Update the rows below by replacing every "bounding boxes" with "bounding rectangles", leaving everything else the same and leaving out the pictures.

==*==

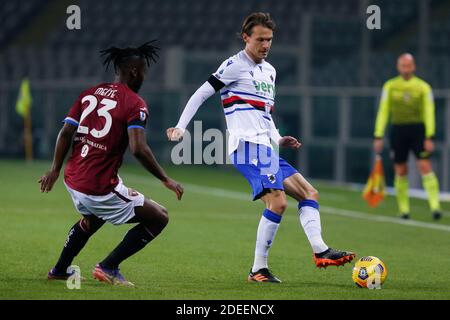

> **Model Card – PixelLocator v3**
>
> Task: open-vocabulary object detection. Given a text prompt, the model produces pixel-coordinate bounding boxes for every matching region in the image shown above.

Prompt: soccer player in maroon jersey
[39,42,183,286]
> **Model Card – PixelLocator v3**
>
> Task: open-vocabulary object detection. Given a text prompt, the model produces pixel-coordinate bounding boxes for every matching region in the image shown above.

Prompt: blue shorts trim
[263,209,281,224]
[298,199,319,210]
[231,142,298,201]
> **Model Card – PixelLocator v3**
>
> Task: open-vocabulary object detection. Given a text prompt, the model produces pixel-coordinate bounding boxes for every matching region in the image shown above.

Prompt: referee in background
[373,53,442,220]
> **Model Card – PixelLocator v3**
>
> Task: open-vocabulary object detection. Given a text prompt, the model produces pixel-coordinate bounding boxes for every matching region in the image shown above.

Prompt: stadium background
[0,0,450,191]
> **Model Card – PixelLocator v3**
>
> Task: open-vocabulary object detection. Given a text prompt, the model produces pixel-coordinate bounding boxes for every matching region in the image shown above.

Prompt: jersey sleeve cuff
[62,117,79,127]
[208,75,225,92]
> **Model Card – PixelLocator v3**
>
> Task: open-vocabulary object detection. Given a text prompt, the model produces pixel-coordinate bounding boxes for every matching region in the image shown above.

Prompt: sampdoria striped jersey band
[212,50,279,153]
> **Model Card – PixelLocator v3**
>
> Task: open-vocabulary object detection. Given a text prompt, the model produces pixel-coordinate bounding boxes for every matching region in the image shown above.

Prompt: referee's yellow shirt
[374,76,436,138]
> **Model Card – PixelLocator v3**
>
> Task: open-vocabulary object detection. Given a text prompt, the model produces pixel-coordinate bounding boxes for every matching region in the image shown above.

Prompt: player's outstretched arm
[128,128,184,200]
[38,123,77,192]
[166,81,216,141]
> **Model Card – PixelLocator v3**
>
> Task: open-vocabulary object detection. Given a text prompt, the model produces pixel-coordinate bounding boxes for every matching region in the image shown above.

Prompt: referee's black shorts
[390,123,430,163]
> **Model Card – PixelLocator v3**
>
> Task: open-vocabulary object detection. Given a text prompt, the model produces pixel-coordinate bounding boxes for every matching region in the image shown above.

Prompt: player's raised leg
[48,215,105,280]
[283,173,355,268]
[248,190,287,283]
[93,200,169,286]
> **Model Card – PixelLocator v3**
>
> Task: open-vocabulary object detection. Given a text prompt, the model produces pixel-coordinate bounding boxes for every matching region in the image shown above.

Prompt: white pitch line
[126,174,450,232]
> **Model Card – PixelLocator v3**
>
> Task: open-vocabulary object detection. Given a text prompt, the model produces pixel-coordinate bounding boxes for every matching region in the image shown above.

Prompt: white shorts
[64,180,145,225]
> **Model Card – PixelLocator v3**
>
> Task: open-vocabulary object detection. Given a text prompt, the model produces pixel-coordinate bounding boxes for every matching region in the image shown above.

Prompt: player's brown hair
[239,12,276,37]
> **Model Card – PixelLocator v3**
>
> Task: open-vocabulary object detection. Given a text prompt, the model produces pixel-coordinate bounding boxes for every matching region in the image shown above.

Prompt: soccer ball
[352,256,387,289]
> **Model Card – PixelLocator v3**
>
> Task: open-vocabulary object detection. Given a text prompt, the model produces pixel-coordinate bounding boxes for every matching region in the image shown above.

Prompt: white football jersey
[213,50,280,154]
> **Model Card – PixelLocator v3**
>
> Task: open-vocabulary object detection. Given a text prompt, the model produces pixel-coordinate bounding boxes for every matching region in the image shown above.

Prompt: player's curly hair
[239,12,276,37]
[100,39,160,70]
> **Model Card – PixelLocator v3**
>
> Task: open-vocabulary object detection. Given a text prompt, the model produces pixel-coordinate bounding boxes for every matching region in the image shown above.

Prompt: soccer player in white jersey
[167,12,355,283]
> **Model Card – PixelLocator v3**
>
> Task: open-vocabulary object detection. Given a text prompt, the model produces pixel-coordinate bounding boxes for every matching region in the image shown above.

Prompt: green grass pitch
[0,161,450,300]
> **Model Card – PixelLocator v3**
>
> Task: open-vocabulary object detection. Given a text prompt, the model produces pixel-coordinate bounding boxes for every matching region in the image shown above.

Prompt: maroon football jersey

==*==

## Right answer
> **Model Card – PixelLocator v3**
>
> Task: open-vocabulary object detection. Given a text prompt, the model produces pixel-coordinate bounding rectangles for every matching region in the image shown above.

Prompt: soccer player in maroon jersey
[39,42,183,286]
> **Model Card – PixelLocator v3**
>
> Task: open-vocabulary object detection. Given a text prompt, the model produces pixel-coordinate bounding rectangles for every matching region in the image shown above.

Prompt: blue shorts trim
[263,209,281,224]
[298,199,319,210]
[231,142,298,201]
> **Model Card – PixelLocator v3**
>
> Task: open-vocabulary object detection. Given a text prompt, the model produces pixel-coordinate bounding rectangles for every matching region in the image shown above.

Prompt: referee in background
[373,53,442,220]
> **Model Card – PixelLocator v3**
>
> Task: open-vocabulary object detection. Given a text prompt, the model produces pixel-coordinate bounding rectangles for every matching region in the image shown above.

Prompt: stadium background
[0,0,450,191]
> **Model Card – PixelLocator v3**
>
> Task: open-vocabulary object detection. Given a text prompt, the model produces pixel-coordinate bounding rectangles for every matching region in the image shown above.

Prompt: jersey sleeve cuff
[62,117,79,127]
[208,75,225,92]
> **Model Card – PixelLocator v3**
>
> Task: open-vocabulary object detection. Given a text prompt, the model produces pixel-coordinate bounding rectangles for every matching region in the image shown above.

Prompt: sampdoria striped jersey band
[212,50,279,153]
> **Model Card – PixelLocator v3**
>
> Task: open-vocabulary object detection. Given a text prompt, the model produces pixel-coordinate bounding rectangles for every matching region in the image shown above.

Prompt: referee's yellow shirt
[374,76,436,138]
> **Model Card – PixelLocator v3**
>
> Task: open-vocabulary object detection. Given a text prompt, the model produces pixel-coordinate bounding rectangles for every matching region in the image shown above.

Prompt: player's outstretched arm
[128,128,184,200]
[38,123,77,192]
[166,81,216,141]
> **Model Card – PixelLocator v3**
>
> Task: open-vocabulary object detection. Given a text prompt, the model produces pixel-coordinate bounding rectangles for every matching region in the image shown above.

Prompt: referee's black shorts
[390,123,430,163]
> **Model Card – PixelLocator v3**
>
> Task: open-vocabulary object detection. Given a text prompt, the model produces pixel-coordinate bounding rectangles for every matching region in the image shown above.

Prompt: player's raised leg
[48,215,105,280]
[283,173,355,268]
[248,190,287,283]
[93,200,169,286]
> **Model Card – PixelLocator v3**
>
> Task: open-vocabulary object detection. Given a text prompt, the model produces pixel-coordinate bounding rectangles for every matching region in the image shown above.

Prompt: white pitch line
[126,174,450,232]
> **Model Card – PixelLocator v3**
>
> Task: open-vocabulary object detection. Given a text prompt, the model produces pixel-coordinate bounding rectangles for every matching region in the image shown above.

Prompt: white shorts
[64,180,145,225]
> **Model Card – PixelLocator v3**
>
> Task: open-vocabulary object detection. Given a text prompt, the model produces pixel-coordinate bounding rectangles for every matching region in the image shown above.

Prompt: player's brown hair
[239,12,276,37]
> **Model Card – PixelLocator v3**
>
> Task: open-vocabulary object detection. Given a text prompt, the model produces pixel-coordinate bounding rectangles for every matching region in the image shown above.

Prompt: soccer ball
[352,256,387,289]
> **Model Card – PixelLocator v3**
>
> Task: open-vocabulary object detection. Given a text prompt, the model produces pixel-coordinate bounding rectangles for every matching region in the image shown above.

Prompt: white football jersey
[213,50,280,154]
> **Model Card – PixelLocator v3**
>
> Task: open-vocabulary object detection. Given a text prompt, the model produces pixel-coordinate bounding rectangles for every matching region in the image shown above.

Prompt: player's curly hair
[239,12,276,37]
[100,39,160,70]
> **Model Card – PixelLocator v3**
>
> Task: open-vocabulary object detection. Given a text prompt, the model produces pixel-coordinate bounding rectangles for every matching region in the image shown above.

Prompt: soccer player in white jersey
[167,12,355,283]
> **Model Card – PixelLocator v3**
>
> Task: open-vocabulary object detection. Given a text prompt, the model produces pixel-coordinate bounding rectangles for every matching region in the image shown above.

Prompt: green grass pitch
[0,161,450,300]
> **Model Card – PixelLocator v3**
>
> Task: open-vocabulary object detection. Given a text prompt, the model produces pixel-coordinate bounding rectangles for every matching region in the image shown above.

Prompt: maroon football jersey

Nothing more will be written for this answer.